Reproduce every line of the material below word for word, leaving out the pictures.

** Begin EXERCISE DATA **

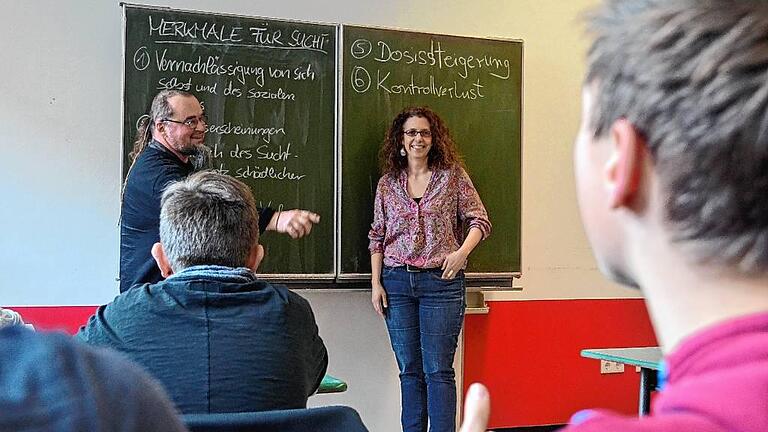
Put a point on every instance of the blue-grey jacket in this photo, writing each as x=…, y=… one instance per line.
x=218, y=339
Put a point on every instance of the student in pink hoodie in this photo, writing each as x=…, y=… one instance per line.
x=672, y=176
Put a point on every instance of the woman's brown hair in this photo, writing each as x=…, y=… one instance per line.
x=442, y=155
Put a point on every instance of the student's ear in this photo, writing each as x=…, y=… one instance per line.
x=625, y=164
x=255, y=257
x=158, y=253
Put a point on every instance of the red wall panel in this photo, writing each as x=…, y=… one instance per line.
x=527, y=353
x=51, y=318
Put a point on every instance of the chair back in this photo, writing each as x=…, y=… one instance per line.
x=323, y=419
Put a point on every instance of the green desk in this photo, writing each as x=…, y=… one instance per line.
x=332, y=385
x=647, y=359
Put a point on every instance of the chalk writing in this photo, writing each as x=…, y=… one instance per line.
x=437, y=56
x=450, y=90
x=265, y=133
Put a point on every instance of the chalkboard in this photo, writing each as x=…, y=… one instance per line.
x=476, y=87
x=268, y=88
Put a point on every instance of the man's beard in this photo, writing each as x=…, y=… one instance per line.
x=200, y=156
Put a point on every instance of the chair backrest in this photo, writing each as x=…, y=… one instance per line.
x=323, y=419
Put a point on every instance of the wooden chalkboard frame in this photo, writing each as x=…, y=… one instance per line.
x=498, y=280
x=317, y=279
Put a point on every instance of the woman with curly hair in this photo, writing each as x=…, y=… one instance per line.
x=424, y=202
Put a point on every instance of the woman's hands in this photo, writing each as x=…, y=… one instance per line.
x=378, y=298
x=453, y=263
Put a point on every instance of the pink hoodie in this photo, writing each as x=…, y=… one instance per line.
x=717, y=380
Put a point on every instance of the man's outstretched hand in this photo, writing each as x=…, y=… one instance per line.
x=296, y=223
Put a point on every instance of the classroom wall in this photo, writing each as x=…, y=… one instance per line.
x=60, y=170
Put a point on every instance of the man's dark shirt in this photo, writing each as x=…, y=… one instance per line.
x=217, y=340
x=154, y=169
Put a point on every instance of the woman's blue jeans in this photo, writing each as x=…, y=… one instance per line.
x=424, y=318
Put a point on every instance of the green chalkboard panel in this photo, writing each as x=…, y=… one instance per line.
x=269, y=90
x=475, y=85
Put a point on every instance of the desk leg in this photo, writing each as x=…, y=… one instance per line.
x=647, y=385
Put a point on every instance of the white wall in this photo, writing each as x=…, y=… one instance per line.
x=60, y=172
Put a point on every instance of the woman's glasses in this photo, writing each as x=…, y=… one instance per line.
x=425, y=133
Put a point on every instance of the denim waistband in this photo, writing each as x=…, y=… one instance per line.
x=413, y=269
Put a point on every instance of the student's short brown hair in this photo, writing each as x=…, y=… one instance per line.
x=692, y=77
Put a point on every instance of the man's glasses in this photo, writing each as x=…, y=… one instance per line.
x=425, y=133
x=191, y=122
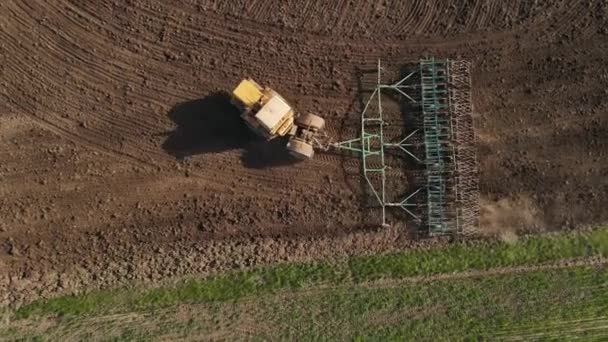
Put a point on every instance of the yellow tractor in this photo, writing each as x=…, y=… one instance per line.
x=269, y=115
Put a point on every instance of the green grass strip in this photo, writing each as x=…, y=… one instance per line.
x=235, y=285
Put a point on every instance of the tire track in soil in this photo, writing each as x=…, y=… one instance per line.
x=104, y=75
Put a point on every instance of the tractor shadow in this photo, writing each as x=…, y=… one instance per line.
x=213, y=125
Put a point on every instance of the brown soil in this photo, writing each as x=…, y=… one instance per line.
x=121, y=160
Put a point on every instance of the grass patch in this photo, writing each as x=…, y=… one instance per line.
x=236, y=285
x=555, y=304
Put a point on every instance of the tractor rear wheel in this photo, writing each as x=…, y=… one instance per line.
x=300, y=149
x=310, y=121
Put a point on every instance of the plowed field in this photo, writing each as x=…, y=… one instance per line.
x=121, y=159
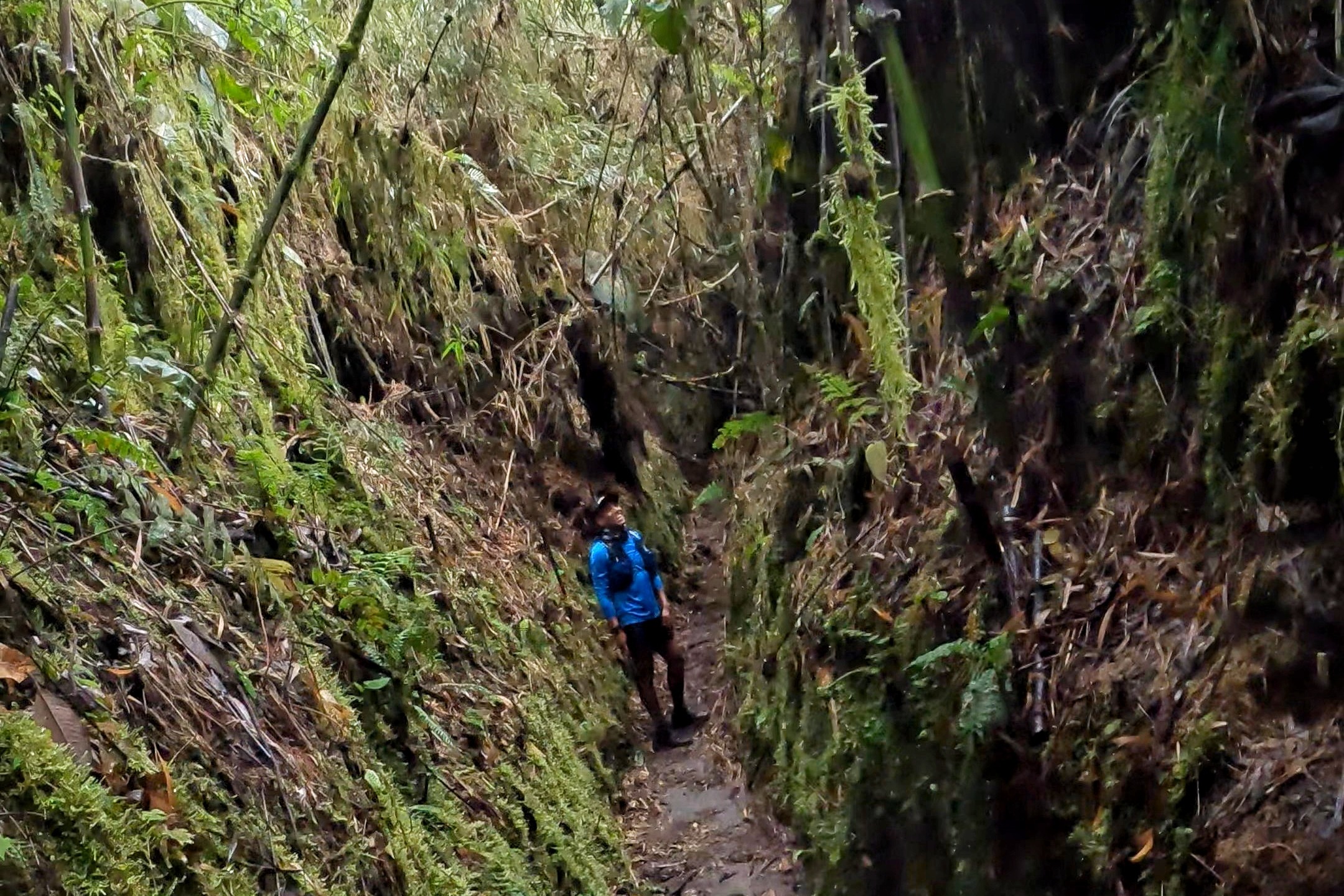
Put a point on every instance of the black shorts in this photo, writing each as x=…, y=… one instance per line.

** End EXERCISE DATA **

#### RESPONSE TO THIS TASK:
Put a point on every instance of the blue-grey jacket in this photo, writing each as x=…, y=… one instance per line.
x=218, y=339
Put a point on every instance of the student in pink hoodie in this photo, writing each as x=…, y=… one instance per line.
x=672, y=176
Put a point on every instance of the woman's brown hair in this photo, writing each as x=…, y=… one instance per line.
x=442, y=155
Put a point on every instance of the student's ear in this photo, writing each as x=…, y=… one instance per line.
x=625, y=164
x=255, y=257
x=158, y=253
Put a point on every instance of the red wall panel in this photo, writing each as x=…, y=… one instance per line.
x=527, y=353
x=51, y=318
Put a point on every instance of the chair back in this photo, writing each as x=…, y=… one instance per line.
x=323, y=419
Put a point on every instance of the green desk in this photo, writing each as x=…, y=… one instance per line.
x=332, y=385
x=647, y=359
Put a point on every instance of the chalk writing in this photo, writing each as x=…, y=… one instance per line.
x=437, y=56
x=450, y=90
x=265, y=133
Put a point on every instance of the chalkboard in this photo, writing each as x=…, y=… one instance per line.
x=476, y=87
x=268, y=88
Put a point on every instance of the man's beard in this photo, writing each as x=…, y=… one instance per line.
x=200, y=156
Put a point on every instance of the chair backrest in this photo, writing each as x=…, y=… one instance per line.
x=323, y=419
Put a point on every instance of the wooden chalkboard frame in this photo, writing each as x=…, y=… one instance per line.
x=498, y=280
x=317, y=279
Put a point on every instance of the woman with curly hair in this photo, writing each as x=…, y=… one instance per line.
x=424, y=202
Put a point on every instance of the woman's hands in this photo, writing each as x=…, y=… one instance per line.
x=378, y=298
x=453, y=263
Put a point on every instance of the pink hoodie in this photo, writing each as x=…, y=… one instance per line.
x=717, y=380
Put a point on every instance of the man's outstretched hand in this photo, writing each as x=…, y=… one instance per line.
x=296, y=223
Put a point on every instance of the classroom wall in this photo, writing each as x=…, y=… one instance per line.
x=60, y=170
Put a point on every instance of the man's dark shirt in this photo, writing each as x=…, y=… one instance per line.
x=217, y=340
x=154, y=169
Put a point on every instance of the woman's blue jeans in this photo, writing each as x=…, y=… one instance per line.
x=424, y=318
Put a point on every instance of the green chalkboard panel in this photo, writing each as x=…, y=… one instance per line.
x=269, y=90
x=475, y=85
Put a point on every instance of the desk leg in this photo, writing each as x=…, y=… one instance per line.
x=647, y=385
Put a point on every instance of the white wall in this photo, writing each as x=…, y=… one instance per line.
x=60, y=172
Put a point on every instance of the woman's glasses in this photo, writing each as x=…, y=… one instance per line.
x=425, y=133
Put a point on every instance of the denim waistband in this photo, writing each as x=…, y=… one instance per line.
x=413, y=269
Put a point on every instance of the student's short brown hair in this photo, writing each as x=…, y=… one instance per line.
x=692, y=77
Put a point on every instance of the man's glasses in this photo, writing each as x=…, y=… one instance per line.
x=425, y=133
x=191, y=122
Put a point on every instance of the yellow tractor in this photo, writing each as x=…, y=… one instance per line.
x=269, y=115
Put a point on every instance of the green grass strip in this photo, writing each as x=…, y=… one instance per line.
x=235, y=285
Put a point on every instance of the tire track in soil in this photo, writing each as x=…, y=… one instance per line.
x=104, y=75
Put a point on every instance of the tractor shadow in this photo, writing each as x=…, y=… one instance per line.
x=213, y=125
Put a point on every instance of the brown soil in this photo, writing each as x=…, y=… one instance per line.
x=121, y=160
Put a point on every instance of the grass patch in this photo, writing each as x=…, y=… one instance per line.
x=236, y=285
x=555, y=304
Put a point on every instance of the tractor rear wheel in this photo, writing each as x=…, y=… one instance per line.
x=300, y=149
x=310, y=121
Put a point on every instance of the plowed field in this photo, writing each as x=…, y=… one instance per line.
x=121, y=159
Put a point on every instance of the black shorts in this photo, writing each as x=…, y=… one instance per line.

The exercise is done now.